• **THE REQUEST**
Copy out the entries word for word, starting at the first line and stopping after the line that contains "top-left (365, 217), bottom-right (440, 280)".

• **EXTRACTED ENTRIES**

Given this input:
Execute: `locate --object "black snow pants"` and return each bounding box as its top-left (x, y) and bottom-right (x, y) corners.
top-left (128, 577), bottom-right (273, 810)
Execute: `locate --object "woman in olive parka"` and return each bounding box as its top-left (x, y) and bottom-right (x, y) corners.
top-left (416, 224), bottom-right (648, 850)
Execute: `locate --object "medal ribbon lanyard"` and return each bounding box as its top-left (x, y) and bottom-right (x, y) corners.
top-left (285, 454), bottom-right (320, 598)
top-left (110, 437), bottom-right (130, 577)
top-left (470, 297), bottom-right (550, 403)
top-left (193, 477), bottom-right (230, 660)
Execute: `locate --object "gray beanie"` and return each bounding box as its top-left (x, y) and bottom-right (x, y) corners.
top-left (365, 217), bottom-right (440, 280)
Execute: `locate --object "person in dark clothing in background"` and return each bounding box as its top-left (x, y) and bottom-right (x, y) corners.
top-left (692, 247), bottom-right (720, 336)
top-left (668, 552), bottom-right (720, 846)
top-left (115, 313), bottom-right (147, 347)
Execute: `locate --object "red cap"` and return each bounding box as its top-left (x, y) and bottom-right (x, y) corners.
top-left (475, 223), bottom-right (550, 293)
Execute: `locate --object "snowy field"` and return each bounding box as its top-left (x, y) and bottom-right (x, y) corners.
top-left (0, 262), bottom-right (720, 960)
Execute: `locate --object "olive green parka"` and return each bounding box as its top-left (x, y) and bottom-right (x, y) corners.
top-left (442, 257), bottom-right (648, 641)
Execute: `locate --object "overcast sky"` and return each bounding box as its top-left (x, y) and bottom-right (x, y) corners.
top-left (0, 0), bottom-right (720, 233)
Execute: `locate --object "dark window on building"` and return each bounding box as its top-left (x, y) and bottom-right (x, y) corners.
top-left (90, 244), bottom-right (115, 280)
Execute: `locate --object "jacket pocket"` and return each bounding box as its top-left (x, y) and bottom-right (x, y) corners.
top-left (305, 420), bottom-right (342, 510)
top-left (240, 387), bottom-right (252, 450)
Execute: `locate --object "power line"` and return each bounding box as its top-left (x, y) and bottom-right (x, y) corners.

• **ANSWER TO THE EXERCISE**
Given this input:
Execute: `locate --object "black snow pants"` and return each bounding box as its top-left (x, y) and bottom-right (x, y) corners.
top-left (128, 577), bottom-right (273, 810)
Execute: `locate --object "woman in olive parka"` and return each bounding box as its top-left (x, y) and bottom-right (x, y) corners.
top-left (416, 224), bottom-right (648, 850)
Execute: `locate --object "medal ribbon lanyard"` and return each bounding box as its top-left (x, y) and bottom-right (x, y) corners.
top-left (285, 454), bottom-right (320, 598)
top-left (110, 437), bottom-right (130, 577)
top-left (470, 297), bottom-right (550, 403)
top-left (193, 477), bottom-right (230, 660)
Execute: `locate --object "gray beanie"` and return each bounding box as its top-left (x, y) and bottom-right (x, y) corners.
top-left (365, 217), bottom-right (440, 280)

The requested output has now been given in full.